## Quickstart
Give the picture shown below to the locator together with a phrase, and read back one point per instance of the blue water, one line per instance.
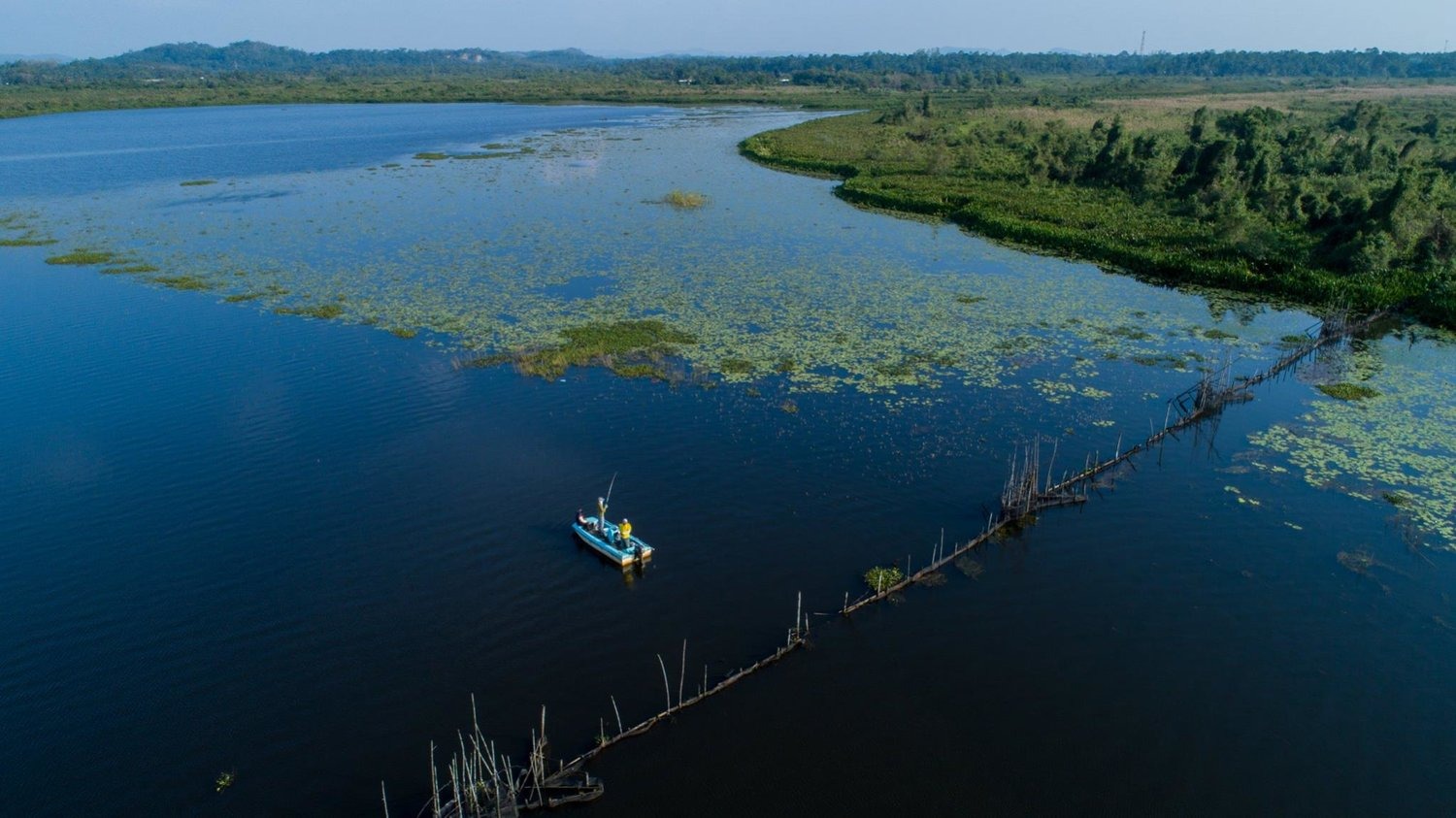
...
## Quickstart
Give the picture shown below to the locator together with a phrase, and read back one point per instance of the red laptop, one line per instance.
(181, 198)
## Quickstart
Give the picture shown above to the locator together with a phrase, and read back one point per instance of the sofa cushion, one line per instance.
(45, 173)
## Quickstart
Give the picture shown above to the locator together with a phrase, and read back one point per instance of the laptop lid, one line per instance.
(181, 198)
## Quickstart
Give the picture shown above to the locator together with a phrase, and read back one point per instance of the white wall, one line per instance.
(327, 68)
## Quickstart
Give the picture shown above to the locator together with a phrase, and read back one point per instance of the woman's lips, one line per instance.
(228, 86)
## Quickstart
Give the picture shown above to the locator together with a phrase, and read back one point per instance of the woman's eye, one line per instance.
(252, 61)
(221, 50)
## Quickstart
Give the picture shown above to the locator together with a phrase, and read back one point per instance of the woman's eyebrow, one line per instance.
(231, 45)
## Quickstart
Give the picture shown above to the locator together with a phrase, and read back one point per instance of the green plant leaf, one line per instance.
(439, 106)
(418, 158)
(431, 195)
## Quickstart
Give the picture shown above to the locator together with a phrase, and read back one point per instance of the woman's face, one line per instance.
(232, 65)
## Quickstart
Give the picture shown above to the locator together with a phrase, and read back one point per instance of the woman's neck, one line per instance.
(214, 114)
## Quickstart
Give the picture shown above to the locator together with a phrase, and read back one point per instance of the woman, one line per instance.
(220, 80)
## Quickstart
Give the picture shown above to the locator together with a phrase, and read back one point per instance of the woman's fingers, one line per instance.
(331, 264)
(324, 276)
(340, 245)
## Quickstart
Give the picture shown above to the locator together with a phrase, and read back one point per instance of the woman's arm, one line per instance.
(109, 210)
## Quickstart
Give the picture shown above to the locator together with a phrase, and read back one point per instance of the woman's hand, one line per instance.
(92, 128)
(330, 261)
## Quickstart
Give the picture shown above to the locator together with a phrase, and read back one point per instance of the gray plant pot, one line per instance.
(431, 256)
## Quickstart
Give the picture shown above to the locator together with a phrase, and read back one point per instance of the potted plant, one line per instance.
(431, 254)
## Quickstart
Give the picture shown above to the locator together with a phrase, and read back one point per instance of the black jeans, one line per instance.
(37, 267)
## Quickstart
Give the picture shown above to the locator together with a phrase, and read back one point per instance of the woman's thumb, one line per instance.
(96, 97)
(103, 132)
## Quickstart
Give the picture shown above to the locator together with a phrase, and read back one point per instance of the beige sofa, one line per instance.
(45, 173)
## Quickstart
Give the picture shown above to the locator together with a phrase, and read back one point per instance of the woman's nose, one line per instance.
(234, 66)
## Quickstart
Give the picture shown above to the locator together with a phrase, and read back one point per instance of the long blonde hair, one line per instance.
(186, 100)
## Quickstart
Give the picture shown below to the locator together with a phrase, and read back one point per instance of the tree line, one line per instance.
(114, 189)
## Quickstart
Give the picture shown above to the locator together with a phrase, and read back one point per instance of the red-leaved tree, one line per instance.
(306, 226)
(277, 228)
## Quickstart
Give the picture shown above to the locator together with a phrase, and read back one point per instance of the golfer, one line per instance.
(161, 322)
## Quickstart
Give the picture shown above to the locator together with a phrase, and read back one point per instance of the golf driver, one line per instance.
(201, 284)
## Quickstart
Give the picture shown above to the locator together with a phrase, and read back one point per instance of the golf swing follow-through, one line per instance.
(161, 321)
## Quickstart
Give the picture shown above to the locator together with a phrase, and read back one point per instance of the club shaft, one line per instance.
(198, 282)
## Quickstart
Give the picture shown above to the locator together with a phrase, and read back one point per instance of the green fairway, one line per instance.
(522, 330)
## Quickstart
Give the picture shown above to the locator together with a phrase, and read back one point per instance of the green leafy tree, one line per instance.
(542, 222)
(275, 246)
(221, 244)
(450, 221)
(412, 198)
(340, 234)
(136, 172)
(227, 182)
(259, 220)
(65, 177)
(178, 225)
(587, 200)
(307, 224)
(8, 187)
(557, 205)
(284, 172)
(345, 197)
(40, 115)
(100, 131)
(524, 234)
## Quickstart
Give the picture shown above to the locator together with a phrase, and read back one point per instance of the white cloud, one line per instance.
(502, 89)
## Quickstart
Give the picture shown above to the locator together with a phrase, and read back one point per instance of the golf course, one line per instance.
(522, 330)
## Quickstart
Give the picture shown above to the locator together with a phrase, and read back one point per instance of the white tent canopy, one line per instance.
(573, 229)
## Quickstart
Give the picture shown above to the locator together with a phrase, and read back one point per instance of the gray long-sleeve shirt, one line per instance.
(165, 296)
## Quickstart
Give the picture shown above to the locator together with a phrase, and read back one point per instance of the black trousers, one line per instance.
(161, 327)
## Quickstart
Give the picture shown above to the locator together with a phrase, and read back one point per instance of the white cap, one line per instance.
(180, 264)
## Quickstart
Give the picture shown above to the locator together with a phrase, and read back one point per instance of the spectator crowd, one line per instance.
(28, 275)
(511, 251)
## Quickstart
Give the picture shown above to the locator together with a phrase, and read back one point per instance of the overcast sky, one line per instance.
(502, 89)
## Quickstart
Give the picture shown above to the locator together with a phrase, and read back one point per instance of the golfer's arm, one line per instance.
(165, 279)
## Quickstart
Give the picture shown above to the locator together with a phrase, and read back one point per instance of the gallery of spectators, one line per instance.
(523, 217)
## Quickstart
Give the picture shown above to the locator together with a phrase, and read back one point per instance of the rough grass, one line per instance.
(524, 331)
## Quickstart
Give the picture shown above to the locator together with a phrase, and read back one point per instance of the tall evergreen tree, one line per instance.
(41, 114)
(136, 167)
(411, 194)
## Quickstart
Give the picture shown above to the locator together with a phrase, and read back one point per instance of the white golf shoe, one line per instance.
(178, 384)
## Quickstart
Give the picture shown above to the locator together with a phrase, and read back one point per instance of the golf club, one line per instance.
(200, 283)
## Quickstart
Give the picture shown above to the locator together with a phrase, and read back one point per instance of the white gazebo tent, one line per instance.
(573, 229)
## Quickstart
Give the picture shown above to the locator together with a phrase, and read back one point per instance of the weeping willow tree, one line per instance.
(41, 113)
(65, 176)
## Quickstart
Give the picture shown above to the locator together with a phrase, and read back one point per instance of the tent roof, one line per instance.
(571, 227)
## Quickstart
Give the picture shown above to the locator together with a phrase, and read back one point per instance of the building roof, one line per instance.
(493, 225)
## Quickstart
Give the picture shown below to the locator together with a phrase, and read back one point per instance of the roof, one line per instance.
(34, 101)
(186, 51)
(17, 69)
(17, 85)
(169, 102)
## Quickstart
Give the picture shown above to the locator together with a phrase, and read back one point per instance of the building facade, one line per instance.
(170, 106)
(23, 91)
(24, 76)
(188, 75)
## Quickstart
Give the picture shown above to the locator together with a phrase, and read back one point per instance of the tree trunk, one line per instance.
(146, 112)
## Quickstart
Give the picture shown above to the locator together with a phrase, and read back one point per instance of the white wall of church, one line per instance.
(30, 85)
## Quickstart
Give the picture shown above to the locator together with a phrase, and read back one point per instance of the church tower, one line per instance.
==
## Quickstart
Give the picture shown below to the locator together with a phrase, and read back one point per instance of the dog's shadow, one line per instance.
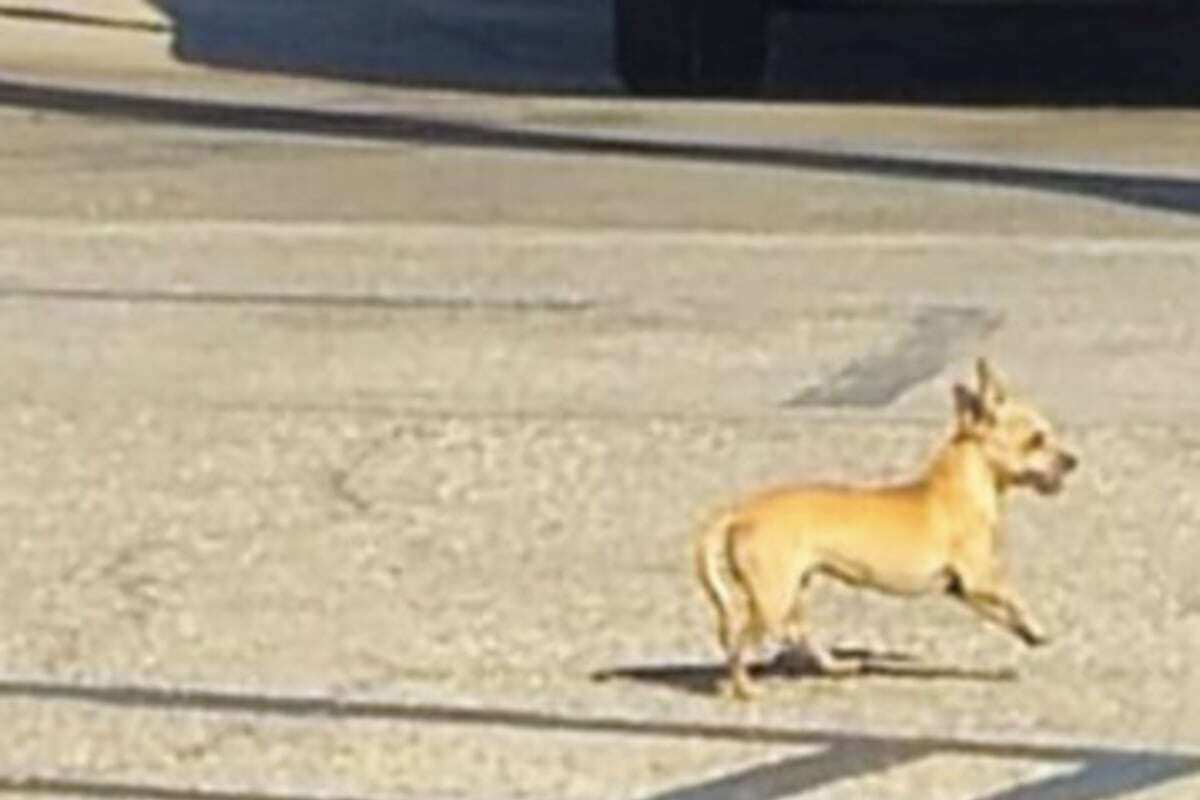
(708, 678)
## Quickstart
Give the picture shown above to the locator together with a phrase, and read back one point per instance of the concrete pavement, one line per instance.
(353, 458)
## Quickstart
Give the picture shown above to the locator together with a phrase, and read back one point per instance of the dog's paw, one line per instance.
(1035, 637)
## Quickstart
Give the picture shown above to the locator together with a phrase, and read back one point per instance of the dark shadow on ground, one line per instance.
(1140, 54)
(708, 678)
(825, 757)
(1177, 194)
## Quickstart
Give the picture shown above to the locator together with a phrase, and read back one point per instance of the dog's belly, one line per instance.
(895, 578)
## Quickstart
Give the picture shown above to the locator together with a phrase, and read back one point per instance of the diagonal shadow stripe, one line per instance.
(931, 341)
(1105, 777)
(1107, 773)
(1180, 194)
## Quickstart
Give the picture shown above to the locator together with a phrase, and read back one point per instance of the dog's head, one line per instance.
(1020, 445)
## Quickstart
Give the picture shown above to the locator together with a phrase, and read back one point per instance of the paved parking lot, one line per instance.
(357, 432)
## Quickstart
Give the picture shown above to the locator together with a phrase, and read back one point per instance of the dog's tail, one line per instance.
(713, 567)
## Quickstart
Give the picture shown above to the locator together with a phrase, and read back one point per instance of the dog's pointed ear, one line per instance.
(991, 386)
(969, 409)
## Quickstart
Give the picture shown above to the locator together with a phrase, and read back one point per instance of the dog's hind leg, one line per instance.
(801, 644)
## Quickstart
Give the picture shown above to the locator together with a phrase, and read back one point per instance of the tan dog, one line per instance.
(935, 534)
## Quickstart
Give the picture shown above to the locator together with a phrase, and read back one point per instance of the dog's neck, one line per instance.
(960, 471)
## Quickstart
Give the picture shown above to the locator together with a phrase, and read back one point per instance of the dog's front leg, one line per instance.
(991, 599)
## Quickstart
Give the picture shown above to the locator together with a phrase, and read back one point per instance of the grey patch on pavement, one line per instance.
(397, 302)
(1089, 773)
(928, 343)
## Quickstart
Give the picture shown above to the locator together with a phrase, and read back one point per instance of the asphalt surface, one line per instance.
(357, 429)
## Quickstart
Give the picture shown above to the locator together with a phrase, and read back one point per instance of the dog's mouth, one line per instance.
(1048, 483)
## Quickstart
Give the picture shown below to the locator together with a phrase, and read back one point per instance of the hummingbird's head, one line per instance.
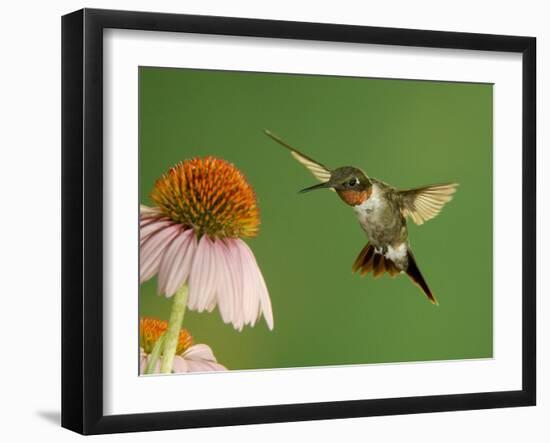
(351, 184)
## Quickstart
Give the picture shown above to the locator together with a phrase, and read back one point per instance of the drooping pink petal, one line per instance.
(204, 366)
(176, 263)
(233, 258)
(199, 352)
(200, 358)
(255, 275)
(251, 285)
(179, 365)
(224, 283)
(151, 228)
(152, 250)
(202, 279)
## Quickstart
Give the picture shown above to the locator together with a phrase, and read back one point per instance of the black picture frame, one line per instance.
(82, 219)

What to produce: Locate every line in the items above that contains the word "pavement", and copy each such line in full.

Final result:
Give the picture shown above to the locator together with a phrase, and read back one point per instance of the concrete pavement, one line per instance.
Give the picture shown above to the locator together with a phrase, and read back one point per instance of the grey patch on pavement, one line per instance.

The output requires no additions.